• Travail demandé
**A)** D'après le texte sur le litige du pôle musical, à quelle date la seconde phase des travaux a-t-elle été réceptionnée ?
**B)** Dans les enregistrements, substituez « each instance » à « every instance » dans tout ce qui va de la ligne contenant « Subject = vegetation on hillside » jusqu'à la ligne contenant « 168,11 -> 175,47 », puis redonnez seulement ces lignes, sans rien changer d'autre.

• Texte extrait
==================================================
La seconde phase des travaux a été réceptionnée sans réserve le 28 juin 2010.

Néanmoins, prétextant la mauvaise qualité acoustique de deux salles de musique du pôle musical et du niveau élevé du bruit résultant de leur utilisation, la commune de Nueil-les-Aubiers a saisi le juge des référés du tribunal administratif de Poitiers en vue de la désignation d’un expert.

Et, postérieurement au dépôt du rapport d’expertise, la commune a sollicité du tribunal administratif la condamnation solidaire du groupement, ainsi que des assureurs respectifs de chacun de ses membres à lui verser la somme de 252.012,58 euros correspondant au préjudice subi en raison des désordres affectant le pôle musical, sur le fondement de la responsabilité décennale.

Saisie de ce litige suite au rejet de la demande de la commune de Nueil-les-Aubiers par les juges de première instance, la cour administrative d’appel de Bordeaux commence par rappeler qu’en application de la garantie décennale des constructeurs, ces derniers sont responsables de plein droit pendant le délai de dix ans de la totalité des désordres apparus postérieurement à la réception, sous réserve qu’ils compromettent la solidité de l’ouvrage ou le rendent impropre à sa destination.
==================================================
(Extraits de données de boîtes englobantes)
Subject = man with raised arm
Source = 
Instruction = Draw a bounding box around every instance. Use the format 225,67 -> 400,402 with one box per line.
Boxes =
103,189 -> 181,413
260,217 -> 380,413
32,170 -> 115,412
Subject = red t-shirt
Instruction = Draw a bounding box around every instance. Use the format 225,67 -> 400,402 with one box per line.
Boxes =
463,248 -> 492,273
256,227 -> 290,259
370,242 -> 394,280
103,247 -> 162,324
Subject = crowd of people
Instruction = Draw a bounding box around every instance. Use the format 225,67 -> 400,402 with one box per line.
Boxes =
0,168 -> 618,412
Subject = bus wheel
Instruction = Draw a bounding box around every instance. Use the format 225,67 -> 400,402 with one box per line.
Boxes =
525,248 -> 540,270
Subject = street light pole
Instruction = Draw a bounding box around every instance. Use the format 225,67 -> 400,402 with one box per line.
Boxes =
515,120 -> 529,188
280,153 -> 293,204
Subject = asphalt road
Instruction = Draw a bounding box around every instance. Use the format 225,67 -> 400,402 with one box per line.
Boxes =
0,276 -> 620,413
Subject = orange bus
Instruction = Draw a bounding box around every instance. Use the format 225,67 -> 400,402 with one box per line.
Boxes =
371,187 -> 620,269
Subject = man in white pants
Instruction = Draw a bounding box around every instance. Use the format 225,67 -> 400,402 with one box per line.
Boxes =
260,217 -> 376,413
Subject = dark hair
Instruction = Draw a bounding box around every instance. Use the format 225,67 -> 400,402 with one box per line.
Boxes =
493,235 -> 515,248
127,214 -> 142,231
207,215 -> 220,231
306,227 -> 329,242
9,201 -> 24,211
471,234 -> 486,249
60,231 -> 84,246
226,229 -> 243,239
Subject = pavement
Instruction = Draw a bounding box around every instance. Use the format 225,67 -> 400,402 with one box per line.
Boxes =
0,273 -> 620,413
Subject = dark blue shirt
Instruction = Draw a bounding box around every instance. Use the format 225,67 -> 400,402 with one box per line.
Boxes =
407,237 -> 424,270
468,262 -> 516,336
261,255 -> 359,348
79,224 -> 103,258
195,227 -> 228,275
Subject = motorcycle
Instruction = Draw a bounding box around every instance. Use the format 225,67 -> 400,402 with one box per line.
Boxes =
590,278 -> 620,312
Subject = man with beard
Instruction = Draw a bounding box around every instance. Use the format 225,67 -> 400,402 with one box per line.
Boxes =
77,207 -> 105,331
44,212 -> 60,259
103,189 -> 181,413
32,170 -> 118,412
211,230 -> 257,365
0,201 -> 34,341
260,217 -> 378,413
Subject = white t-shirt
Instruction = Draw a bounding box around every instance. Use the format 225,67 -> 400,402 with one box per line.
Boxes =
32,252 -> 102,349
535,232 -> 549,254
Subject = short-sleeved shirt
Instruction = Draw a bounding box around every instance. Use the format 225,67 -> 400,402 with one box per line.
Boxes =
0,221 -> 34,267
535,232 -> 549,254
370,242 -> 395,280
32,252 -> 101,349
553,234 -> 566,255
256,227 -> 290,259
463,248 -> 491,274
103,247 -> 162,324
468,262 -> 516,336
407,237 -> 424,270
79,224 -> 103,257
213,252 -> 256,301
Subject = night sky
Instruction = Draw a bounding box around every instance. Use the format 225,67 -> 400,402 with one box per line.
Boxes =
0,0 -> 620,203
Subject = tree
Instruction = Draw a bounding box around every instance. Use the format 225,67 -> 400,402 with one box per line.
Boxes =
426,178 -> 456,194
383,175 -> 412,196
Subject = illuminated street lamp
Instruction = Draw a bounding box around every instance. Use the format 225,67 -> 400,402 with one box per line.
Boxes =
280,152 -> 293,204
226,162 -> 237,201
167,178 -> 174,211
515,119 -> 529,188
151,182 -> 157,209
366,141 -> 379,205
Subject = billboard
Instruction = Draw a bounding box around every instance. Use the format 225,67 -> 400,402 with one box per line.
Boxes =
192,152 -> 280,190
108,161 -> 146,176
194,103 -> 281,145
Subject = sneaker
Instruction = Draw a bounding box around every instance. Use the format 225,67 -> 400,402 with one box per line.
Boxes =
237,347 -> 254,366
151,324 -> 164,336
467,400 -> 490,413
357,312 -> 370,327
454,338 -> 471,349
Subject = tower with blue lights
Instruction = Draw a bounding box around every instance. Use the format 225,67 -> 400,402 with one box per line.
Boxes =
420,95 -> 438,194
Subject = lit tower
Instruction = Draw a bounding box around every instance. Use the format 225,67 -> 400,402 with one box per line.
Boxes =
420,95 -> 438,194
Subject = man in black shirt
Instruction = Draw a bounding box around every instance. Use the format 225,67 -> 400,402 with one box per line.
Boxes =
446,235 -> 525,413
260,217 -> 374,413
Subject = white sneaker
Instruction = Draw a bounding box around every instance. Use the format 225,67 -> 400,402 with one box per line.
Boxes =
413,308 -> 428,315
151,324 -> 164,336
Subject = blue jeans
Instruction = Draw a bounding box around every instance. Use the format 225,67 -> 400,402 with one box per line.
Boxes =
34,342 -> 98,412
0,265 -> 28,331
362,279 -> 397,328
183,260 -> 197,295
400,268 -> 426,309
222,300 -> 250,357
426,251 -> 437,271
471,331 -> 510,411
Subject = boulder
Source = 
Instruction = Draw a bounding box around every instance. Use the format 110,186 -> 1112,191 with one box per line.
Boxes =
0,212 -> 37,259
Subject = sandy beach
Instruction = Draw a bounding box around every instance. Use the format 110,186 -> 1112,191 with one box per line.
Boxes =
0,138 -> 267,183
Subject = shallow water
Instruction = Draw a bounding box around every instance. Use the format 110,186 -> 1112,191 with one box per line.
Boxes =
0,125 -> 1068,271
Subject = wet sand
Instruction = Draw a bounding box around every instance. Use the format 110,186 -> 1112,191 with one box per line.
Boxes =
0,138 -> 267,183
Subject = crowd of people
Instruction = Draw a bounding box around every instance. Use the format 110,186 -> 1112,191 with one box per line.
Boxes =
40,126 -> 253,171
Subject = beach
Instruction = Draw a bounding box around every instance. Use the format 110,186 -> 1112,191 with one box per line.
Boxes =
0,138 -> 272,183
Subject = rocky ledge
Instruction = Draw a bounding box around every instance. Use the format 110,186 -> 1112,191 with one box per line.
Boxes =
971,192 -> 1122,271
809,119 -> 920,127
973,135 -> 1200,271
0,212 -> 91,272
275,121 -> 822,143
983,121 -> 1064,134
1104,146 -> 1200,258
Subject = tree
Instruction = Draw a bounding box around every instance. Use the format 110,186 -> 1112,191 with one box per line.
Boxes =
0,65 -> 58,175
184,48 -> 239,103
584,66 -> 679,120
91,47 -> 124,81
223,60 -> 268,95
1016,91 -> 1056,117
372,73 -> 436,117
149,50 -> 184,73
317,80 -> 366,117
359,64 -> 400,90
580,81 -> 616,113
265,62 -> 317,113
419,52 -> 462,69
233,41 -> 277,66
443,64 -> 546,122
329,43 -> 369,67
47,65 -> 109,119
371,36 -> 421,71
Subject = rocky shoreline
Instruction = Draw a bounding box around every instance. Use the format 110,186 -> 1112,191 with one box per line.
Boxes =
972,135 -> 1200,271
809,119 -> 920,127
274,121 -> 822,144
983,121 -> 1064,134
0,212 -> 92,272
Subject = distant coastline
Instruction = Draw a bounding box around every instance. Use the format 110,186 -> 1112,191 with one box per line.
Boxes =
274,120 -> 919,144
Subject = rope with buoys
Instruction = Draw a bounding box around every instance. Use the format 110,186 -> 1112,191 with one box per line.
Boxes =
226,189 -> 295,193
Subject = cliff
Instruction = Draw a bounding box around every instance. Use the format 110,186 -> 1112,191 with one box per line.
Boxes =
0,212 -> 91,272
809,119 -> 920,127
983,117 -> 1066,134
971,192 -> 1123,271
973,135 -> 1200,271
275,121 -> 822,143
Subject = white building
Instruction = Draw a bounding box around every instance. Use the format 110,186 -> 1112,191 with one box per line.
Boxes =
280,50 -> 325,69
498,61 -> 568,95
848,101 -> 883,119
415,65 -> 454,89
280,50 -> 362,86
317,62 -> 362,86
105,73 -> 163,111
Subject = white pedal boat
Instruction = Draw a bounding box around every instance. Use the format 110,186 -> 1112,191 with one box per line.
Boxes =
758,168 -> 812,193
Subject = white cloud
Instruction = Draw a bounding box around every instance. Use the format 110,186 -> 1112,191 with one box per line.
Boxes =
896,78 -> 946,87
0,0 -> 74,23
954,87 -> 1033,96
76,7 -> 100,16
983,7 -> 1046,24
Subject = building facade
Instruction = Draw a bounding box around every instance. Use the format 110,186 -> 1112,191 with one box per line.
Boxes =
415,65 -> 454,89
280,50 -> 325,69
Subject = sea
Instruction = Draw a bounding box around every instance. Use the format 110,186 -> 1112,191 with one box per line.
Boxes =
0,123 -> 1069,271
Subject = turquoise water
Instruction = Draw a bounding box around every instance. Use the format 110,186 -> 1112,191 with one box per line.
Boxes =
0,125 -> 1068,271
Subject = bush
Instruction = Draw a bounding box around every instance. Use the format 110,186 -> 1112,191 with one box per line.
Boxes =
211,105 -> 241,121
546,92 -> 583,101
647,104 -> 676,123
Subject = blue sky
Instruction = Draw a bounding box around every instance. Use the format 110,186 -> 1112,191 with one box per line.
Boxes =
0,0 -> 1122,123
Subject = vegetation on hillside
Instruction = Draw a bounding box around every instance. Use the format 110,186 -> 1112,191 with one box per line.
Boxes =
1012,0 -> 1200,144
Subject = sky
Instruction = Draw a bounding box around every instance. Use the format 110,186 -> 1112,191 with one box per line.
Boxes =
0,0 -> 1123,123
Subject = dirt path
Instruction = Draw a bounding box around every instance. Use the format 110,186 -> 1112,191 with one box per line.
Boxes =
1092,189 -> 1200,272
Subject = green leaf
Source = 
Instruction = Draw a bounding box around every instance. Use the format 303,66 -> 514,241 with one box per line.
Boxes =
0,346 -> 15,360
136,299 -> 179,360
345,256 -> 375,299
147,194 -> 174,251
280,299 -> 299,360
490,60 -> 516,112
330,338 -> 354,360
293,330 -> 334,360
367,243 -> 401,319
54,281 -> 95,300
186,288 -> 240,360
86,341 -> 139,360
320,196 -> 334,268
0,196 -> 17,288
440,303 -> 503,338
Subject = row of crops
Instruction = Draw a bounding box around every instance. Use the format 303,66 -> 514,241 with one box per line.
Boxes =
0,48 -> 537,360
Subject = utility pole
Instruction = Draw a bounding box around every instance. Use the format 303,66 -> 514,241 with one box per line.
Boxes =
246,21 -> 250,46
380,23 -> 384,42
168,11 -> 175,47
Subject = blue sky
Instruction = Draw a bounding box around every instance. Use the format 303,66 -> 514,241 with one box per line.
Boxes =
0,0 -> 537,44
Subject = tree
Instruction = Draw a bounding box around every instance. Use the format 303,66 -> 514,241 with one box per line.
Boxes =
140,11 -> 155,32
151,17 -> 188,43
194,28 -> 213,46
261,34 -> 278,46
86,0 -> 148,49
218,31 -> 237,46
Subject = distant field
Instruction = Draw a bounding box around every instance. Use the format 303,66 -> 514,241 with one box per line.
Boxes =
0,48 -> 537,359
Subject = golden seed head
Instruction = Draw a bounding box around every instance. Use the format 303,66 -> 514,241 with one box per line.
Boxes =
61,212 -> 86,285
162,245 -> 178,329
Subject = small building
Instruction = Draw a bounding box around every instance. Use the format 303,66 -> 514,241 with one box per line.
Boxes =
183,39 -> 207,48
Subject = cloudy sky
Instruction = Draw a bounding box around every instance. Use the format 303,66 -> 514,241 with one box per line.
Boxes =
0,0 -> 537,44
==================================================
• Réponses successives
**A)** Le 28 juin 2010.

**B)**
Subject = vegetation on hillside
Instruction = Draw a bounding box around each instance. Use the format 110,186 -> 1112,191 with one box per line.
Boxes =
1012,0 -> 1200,144
Subject = sky
Instruction = Draw a bounding box around each instance. Use the format 110,186 -> 1112,191 with one box per line.
Boxes =
0,0 -> 1123,123
Subject = dirt path
Instruction = Draw a bounding box around each instance. Use the format 110,186 -> 1112,191 with one box per line.
Boxes =
1092,189 -> 1200,272
Subject = green leaf
Source = 
Instruction = Draw a bounding box around each instance. Use the format 303,66 -> 514,241 with one box per line.
Boxes =
0,346 -> 15,360
136,299 -> 179,360
345,256 -> 375,299
147,194 -> 174,251
280,299 -> 299,360
490,60 -> 516,112
330,338 -> 354,360
293,330 -> 334,360
367,243 -> 401,319
54,281 -> 95,300
186,288 -> 240,360
86,341 -> 139,360
320,196 -> 334,268
0,196 -> 17,288
440,303 -> 503,338
Subject = row of crops
Instruction = Draw a bounding box around each instance. Use the format 303,66 -> 514,241 with one box per line.
Boxes =
0,48 -> 537,360
Subject = utility pole
Instruction = Draw a bounding box around each instance. Use the format 303,66 -> 514,241 with one box per line.
Boxes =
246,21 -> 250,46
380,23 -> 384,42
168,11 -> 175,47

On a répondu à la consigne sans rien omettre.